> [文書の抜粋]

────────

しかもどの作品もグレードが高く、駄作というものもあまりない。どれも素晴らしい。
女性像、宗教画、肖像画、すべてが標準以上、しかも長生きしたらしいから、作品も多いようだ。
どれもみんな見たい。欲しい。眺めつづけていたい。そんな風に思う。ヴェネツィア派ルネサンスの、大画家。
でもとにかくひとつ、と言えばまず、この「ウルビーノのヴィーナス」だ。
とにかくこれをまず堪能しないとティツィアーノは始まらない。
ウルビーノのヴィーナス
ジョルジョーネと親しかったらしく、ジョルジョーネが早世後、そのいくつかの作品を完成させたらしい経緯もあり、
よくジョルジョーネの作品と混同されたりし、共同制作(未完のものを完成させたようだ)もあったようだ。
このヴィーナスは、ジョルジョーネの「眠れるヴィーナス」から触発され、影響がはっきりと見てとれる。
どちらの作品もヴェネツィア・ルネサンスの盛りの息吹をまさに今に伝えている。
このヴィーナス像は、実際のモデルがいたのだろうか。
この寝室でしどけなく寝そべって、シーツの上でうつくしい白い肌を晒している彼女を、
しかし少しも下品には感じられない。
美しく均整の取れた女性の理想的な裸体、その右手には花を掴み、金色の髪はカールを巻いて、
肩に添って垂れている。
花を持って、その花が少しシーツに落ちてしまっている。
足もとには体を丸めた子犬。
部屋の後ろには、彼女の世話をする召使が衣服を用意しているのだろうか。
そして、白い肌を惜しげもなくさらして小首をかしげ、寝そべった彼女の、
こちらを誘惑するような、挑むような、蠱惑的な視線。
ディテールまでがいくら見ても見飽きない。
寝室でくつろぐ彼女はヴィーナスというよりは、裕福な貴族の奥方のようにも見える。
彼女の美しさを絵に留めたくて、主人が描かせた…、そんな想像を抱かせる。
以降のヴィーナス像の規範になった作品ではないだろうか。
ヴィーナスとオルガン奏者
(音楽にくつろぐヴィーナス) プラド美術館 c1550
ヴィーナスとオルガン奏者を表した作品はいくつかのヴァリエーションがあるようだが、
プラドのこの作品が最初のものだとのこと。

────────

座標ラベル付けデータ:
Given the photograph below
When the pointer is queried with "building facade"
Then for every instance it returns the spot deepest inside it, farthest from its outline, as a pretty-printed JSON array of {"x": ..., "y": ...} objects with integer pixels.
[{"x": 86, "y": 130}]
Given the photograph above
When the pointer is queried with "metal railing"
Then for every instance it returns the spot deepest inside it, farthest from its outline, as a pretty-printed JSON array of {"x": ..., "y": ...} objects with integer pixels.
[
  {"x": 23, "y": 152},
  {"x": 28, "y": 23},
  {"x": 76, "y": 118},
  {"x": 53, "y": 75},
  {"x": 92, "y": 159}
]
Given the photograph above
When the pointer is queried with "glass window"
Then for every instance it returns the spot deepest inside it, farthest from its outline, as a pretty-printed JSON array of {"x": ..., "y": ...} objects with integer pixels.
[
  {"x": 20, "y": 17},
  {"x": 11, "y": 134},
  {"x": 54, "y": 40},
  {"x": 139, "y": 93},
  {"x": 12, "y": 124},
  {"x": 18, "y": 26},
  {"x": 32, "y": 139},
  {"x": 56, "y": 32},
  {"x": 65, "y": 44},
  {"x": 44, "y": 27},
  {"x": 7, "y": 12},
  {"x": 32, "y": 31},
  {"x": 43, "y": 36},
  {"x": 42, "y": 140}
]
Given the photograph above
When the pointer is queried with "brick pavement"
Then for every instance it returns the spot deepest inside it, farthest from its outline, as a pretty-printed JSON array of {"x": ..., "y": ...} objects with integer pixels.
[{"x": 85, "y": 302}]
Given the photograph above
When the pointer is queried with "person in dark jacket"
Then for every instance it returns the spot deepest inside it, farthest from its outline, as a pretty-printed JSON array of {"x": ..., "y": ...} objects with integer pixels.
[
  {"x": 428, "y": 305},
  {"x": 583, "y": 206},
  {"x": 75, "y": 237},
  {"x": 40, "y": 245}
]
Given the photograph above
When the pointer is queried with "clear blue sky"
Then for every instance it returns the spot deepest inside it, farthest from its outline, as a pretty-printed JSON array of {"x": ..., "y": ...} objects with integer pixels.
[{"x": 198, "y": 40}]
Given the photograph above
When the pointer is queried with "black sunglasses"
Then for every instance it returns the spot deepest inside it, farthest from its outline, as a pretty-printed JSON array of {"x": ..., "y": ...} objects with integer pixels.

────────

> [課題の目的]
ティツィアーノの絵画を扱った文章のうち、「どちらの作品もヴェネツィア・ルネサンスの盛りの息吹をまさに今に伝えている。」から「肩に添って垂れている。」までの部分を、一字も変えずに書き写してください。

> [この問題の解答]
どちらの作品もヴェネツィア・ルネサンスの盛りの息吹をまさに今に伝えている。
このヴィーナス像は、実際のモデルがいたのだろうか。
この寝室でしどけなく寝そべって、シーツの上でうつくしい白い肌を晒している彼女を、
しかし少しも下品には感じられない。
美しく均整の取れた女性の理想的な裸体、その右手には花を掴み、金色の髪はカールを巻いて、
肩に添って垂れている。